Records to use:

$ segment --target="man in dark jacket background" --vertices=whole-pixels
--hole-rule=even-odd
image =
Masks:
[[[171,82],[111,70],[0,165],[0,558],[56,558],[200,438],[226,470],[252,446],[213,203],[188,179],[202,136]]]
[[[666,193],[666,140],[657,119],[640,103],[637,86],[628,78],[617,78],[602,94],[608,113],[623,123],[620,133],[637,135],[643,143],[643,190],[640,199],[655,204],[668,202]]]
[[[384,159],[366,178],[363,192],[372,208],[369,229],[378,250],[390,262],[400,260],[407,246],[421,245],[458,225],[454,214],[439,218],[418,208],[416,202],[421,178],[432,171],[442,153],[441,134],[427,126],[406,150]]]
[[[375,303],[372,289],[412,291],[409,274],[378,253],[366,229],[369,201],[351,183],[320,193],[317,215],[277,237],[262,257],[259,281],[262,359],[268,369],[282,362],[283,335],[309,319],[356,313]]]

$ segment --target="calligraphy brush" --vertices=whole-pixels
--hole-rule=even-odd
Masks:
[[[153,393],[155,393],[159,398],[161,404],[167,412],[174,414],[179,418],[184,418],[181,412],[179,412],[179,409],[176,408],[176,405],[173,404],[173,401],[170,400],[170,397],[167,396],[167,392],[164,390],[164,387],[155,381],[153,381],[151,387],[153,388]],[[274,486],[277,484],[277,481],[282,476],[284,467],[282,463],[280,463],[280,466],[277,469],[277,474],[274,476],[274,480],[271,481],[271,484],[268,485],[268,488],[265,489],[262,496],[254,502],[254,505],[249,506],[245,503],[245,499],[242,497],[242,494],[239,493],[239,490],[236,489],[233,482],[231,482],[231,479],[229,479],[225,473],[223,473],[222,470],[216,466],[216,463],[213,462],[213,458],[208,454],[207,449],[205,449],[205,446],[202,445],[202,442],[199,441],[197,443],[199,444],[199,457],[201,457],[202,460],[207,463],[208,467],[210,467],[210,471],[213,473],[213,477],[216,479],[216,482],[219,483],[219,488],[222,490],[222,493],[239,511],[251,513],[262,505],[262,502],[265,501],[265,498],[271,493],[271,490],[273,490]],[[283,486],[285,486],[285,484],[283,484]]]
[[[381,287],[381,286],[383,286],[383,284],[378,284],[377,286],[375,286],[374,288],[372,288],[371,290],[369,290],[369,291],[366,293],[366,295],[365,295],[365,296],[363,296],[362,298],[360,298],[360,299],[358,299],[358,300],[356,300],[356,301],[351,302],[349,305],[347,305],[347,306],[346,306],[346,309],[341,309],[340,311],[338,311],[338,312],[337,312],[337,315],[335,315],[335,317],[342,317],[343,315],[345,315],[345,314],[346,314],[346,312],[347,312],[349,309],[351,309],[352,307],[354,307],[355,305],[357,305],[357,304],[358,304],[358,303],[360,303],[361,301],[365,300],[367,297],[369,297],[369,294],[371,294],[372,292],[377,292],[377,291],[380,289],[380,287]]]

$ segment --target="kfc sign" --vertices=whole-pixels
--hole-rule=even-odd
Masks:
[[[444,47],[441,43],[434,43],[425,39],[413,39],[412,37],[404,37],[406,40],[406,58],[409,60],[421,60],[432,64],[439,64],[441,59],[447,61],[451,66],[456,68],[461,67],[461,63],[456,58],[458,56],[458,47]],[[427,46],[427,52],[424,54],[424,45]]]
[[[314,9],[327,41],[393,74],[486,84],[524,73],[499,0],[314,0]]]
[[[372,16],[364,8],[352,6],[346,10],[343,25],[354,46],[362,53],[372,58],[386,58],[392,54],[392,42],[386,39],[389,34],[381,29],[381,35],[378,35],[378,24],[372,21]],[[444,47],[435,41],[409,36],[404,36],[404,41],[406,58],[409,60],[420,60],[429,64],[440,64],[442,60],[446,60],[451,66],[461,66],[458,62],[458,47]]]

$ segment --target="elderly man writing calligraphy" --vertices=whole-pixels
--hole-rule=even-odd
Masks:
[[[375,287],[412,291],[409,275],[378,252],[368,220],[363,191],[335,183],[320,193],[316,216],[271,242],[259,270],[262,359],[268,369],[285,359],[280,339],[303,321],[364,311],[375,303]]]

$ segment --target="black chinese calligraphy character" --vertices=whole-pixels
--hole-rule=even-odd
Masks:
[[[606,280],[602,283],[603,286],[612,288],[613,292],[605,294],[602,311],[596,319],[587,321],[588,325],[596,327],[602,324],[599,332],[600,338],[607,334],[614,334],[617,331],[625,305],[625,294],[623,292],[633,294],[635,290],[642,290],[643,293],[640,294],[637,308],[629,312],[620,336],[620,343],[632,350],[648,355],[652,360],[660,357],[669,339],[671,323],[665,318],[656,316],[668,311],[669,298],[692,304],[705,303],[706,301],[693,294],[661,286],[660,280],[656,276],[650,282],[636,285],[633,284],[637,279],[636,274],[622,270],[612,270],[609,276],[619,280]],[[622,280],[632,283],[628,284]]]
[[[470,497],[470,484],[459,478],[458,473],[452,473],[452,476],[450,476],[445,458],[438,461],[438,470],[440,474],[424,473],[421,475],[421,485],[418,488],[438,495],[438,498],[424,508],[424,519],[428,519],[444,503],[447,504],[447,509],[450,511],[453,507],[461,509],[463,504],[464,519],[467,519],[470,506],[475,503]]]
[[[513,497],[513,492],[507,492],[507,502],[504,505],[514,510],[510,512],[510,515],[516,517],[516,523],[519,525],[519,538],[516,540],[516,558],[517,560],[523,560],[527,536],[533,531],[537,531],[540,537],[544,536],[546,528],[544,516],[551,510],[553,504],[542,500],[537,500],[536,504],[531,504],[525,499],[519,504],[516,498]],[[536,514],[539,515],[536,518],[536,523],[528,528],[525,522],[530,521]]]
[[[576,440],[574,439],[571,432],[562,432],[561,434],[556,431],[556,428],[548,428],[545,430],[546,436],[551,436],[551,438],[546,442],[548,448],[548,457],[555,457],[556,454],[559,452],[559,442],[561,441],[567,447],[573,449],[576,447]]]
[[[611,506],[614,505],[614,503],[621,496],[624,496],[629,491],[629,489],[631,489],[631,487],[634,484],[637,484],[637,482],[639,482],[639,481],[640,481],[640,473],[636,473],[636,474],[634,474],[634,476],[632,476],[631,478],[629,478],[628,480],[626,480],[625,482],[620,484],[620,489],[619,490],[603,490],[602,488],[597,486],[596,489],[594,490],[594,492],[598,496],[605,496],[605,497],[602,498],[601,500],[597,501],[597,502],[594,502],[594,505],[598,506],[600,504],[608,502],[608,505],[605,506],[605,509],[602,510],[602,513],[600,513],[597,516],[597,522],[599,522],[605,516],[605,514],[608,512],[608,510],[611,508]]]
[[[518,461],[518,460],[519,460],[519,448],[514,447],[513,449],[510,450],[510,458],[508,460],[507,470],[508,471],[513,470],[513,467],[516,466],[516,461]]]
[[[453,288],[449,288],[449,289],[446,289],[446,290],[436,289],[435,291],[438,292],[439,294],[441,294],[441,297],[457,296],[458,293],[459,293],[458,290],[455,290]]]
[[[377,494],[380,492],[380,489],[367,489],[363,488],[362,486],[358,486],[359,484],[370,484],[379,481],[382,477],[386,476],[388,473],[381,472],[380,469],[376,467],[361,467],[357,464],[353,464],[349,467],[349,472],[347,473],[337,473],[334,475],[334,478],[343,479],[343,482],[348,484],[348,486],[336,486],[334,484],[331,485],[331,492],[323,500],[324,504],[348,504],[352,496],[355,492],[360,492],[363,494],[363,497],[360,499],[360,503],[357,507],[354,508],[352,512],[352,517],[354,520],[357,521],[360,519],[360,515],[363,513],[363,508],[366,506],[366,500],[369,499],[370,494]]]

Prompt:
An exact copy of all the material is what is needed.

Result:
$ segment --target="man in dark jacket background" --vertices=whole-pixels
--hole-rule=even-odd
image =
Masks:
[[[171,82],[111,70],[0,165],[0,558],[56,558],[200,438],[226,470],[252,446],[213,203],[188,179],[202,136]]]
[[[666,193],[666,140],[657,119],[640,103],[637,86],[628,78],[617,78],[602,94],[608,113],[623,123],[620,133],[637,135],[643,143],[643,190],[640,199],[655,204],[668,202]]]
[[[384,159],[366,178],[363,192],[372,208],[369,229],[378,250],[390,262],[400,260],[407,246],[421,245],[458,225],[454,214],[439,218],[418,208],[416,202],[421,178],[432,171],[442,153],[441,134],[427,126],[406,150]]]
[[[375,303],[372,289],[412,291],[409,274],[378,253],[366,229],[369,201],[351,183],[320,193],[317,215],[277,237],[262,257],[259,281],[262,359],[268,369],[282,362],[283,335],[309,319],[356,313]]]

$ segment --target="calligraphy brush" --vertices=whole-pixels
--hole-rule=even-odd
Masks:
[[[153,393],[155,393],[159,398],[161,404],[167,412],[174,414],[179,418],[184,418],[181,412],[179,412],[179,409],[176,408],[176,405],[173,404],[173,401],[170,400],[170,397],[167,396],[167,392],[164,390],[164,387],[155,381],[153,381],[151,387],[153,388]],[[274,486],[277,484],[277,481],[282,476],[284,467],[282,463],[280,463],[280,466],[277,469],[277,474],[274,476],[274,480],[271,481],[271,484],[268,485],[268,488],[265,489],[262,496],[254,502],[254,505],[249,506],[245,503],[245,499],[242,497],[242,494],[239,493],[239,490],[236,489],[233,482],[231,482],[231,479],[229,479],[225,473],[223,473],[222,470],[216,466],[216,463],[213,462],[213,458],[208,454],[207,449],[205,449],[205,446],[202,445],[202,442],[199,441],[197,443],[199,444],[199,457],[201,457],[202,460],[207,463],[208,467],[210,467],[210,471],[213,473],[213,477],[216,479],[216,482],[219,483],[219,488],[222,490],[222,493],[239,511],[251,513],[262,505],[262,502],[265,501],[265,498],[271,493],[271,490],[273,490]],[[283,486],[285,486],[285,484],[283,484]]]
[[[381,287],[381,286],[383,286],[383,284],[378,284],[377,286],[375,286],[374,288],[372,288],[371,290],[369,290],[369,291],[366,293],[366,295],[365,295],[365,296],[363,296],[362,298],[360,298],[360,299],[358,299],[358,300],[356,300],[356,301],[351,302],[349,305],[347,305],[347,306],[346,306],[346,309],[341,309],[340,311],[338,311],[338,312],[337,312],[337,315],[335,315],[335,317],[342,317],[343,315],[345,315],[345,314],[346,314],[346,312],[347,312],[349,309],[351,309],[352,307],[354,307],[355,305],[357,305],[357,304],[358,304],[358,303],[360,303],[361,301],[365,300],[367,297],[369,297],[369,294],[371,294],[372,292],[377,292],[377,291],[380,289],[380,287]]]

$ segment --target="kfc sign" --vertices=whole-pixels
--hole-rule=even-odd
Masks:
[[[444,47],[441,43],[434,43],[425,39],[413,39],[412,37],[404,37],[406,40],[406,58],[409,60],[421,60],[432,64],[439,64],[441,59],[447,61],[451,66],[456,68],[461,67],[461,63],[456,58],[458,56],[458,47]],[[427,46],[427,52],[424,54],[424,45]]]
[[[314,9],[327,41],[393,74],[486,84],[524,73],[499,0],[314,0]]]
[[[372,16],[364,8],[352,6],[346,10],[343,25],[354,46],[362,53],[372,58],[386,58],[392,54],[392,42],[386,39],[389,34],[381,29],[381,35],[378,35],[378,24],[372,21]],[[444,47],[435,41],[409,36],[404,36],[404,41],[406,58],[409,60],[420,60],[429,64],[440,64],[442,60],[446,60],[451,66],[461,66],[458,62],[458,47]]]

$ segment --target="elderly man writing calligraphy" --vertices=whole-pixels
--hole-rule=even-odd
Masks:
[[[375,287],[412,291],[409,275],[378,252],[368,220],[363,191],[335,183],[320,193],[316,216],[271,242],[259,270],[262,359],[268,369],[285,359],[280,339],[303,321],[364,311],[375,303]]]

$ segment --target="black chinese calligraphy character" --vertices=whole-pixels
--hole-rule=even-odd
Masks:
[[[606,280],[602,283],[603,286],[612,288],[613,292],[605,294],[602,311],[596,319],[587,321],[588,325],[596,327],[602,324],[599,332],[600,338],[607,334],[614,334],[617,331],[625,305],[625,294],[623,292],[633,294],[635,290],[642,290],[643,293],[640,294],[637,308],[629,312],[620,336],[620,343],[632,350],[648,355],[652,360],[660,357],[669,339],[671,323],[665,318],[656,316],[668,311],[669,298],[692,304],[705,303],[706,301],[693,294],[661,286],[660,280],[656,276],[650,282],[636,285],[633,284],[637,279],[636,274],[622,270],[612,270],[609,276],[619,280]],[[622,280],[632,283],[628,284]]]
[[[470,497],[470,484],[459,478],[458,473],[452,473],[452,476],[450,476],[445,458],[438,461],[438,470],[440,474],[424,473],[421,475],[421,485],[418,488],[438,495],[438,498],[424,508],[424,519],[428,519],[444,503],[447,504],[447,509],[450,511],[453,507],[461,509],[463,504],[464,519],[467,519],[470,506],[475,503]]]
[[[513,497],[513,492],[507,492],[507,502],[504,505],[514,510],[510,512],[510,515],[516,517],[516,523],[519,525],[519,538],[516,540],[516,558],[517,560],[523,560],[527,536],[533,531],[537,531],[540,537],[544,536],[546,528],[544,516],[551,510],[553,504],[542,500],[537,500],[536,504],[531,504],[525,499],[519,504],[516,498]],[[536,514],[539,515],[536,518],[536,523],[528,528],[525,522],[530,521]]]
[[[576,440],[574,439],[571,432],[562,432],[561,434],[556,431],[556,428],[548,428],[545,430],[546,436],[551,436],[551,438],[546,442],[548,448],[548,457],[555,457],[556,454],[559,452],[559,442],[561,441],[567,447],[573,449],[576,447]]]
[[[611,506],[614,505],[614,503],[621,496],[624,496],[629,491],[629,489],[631,489],[631,487],[634,484],[637,484],[637,482],[639,482],[639,481],[640,481],[640,473],[636,473],[636,474],[634,474],[634,476],[632,476],[631,478],[629,478],[628,480],[626,480],[625,482],[620,484],[620,489],[619,490],[603,490],[602,488],[597,486],[596,489],[594,490],[594,492],[598,496],[605,496],[605,497],[602,498],[601,500],[597,501],[597,502],[594,502],[594,505],[598,506],[600,504],[608,502],[608,505],[605,506],[605,509],[602,510],[602,513],[600,513],[597,516],[597,522],[599,522],[605,516],[605,514],[608,512],[608,510],[611,508]]]
[[[518,461],[518,460],[519,460],[519,448],[514,447],[513,449],[510,450],[510,458],[508,460],[507,470],[508,471],[513,470],[513,467],[516,466],[516,461]]]
[[[453,288],[449,288],[449,289],[446,289],[446,290],[436,289],[435,291],[438,292],[439,294],[441,294],[441,297],[457,296],[458,293],[459,293],[458,290],[455,290]]]
[[[377,494],[380,492],[380,489],[367,489],[363,488],[362,486],[358,486],[359,484],[370,484],[379,481],[382,477],[386,476],[388,473],[381,472],[380,469],[376,467],[361,467],[357,464],[353,464],[349,467],[349,472],[347,473],[337,473],[334,475],[334,478],[343,479],[343,482],[348,484],[348,486],[336,486],[334,484],[331,485],[331,492],[323,500],[324,504],[348,504],[352,496],[355,492],[360,492],[363,494],[363,497],[360,499],[360,503],[357,507],[354,508],[352,512],[352,517],[354,520],[357,521],[360,519],[360,515],[363,513],[363,508],[366,506],[366,500],[369,499],[370,494]]]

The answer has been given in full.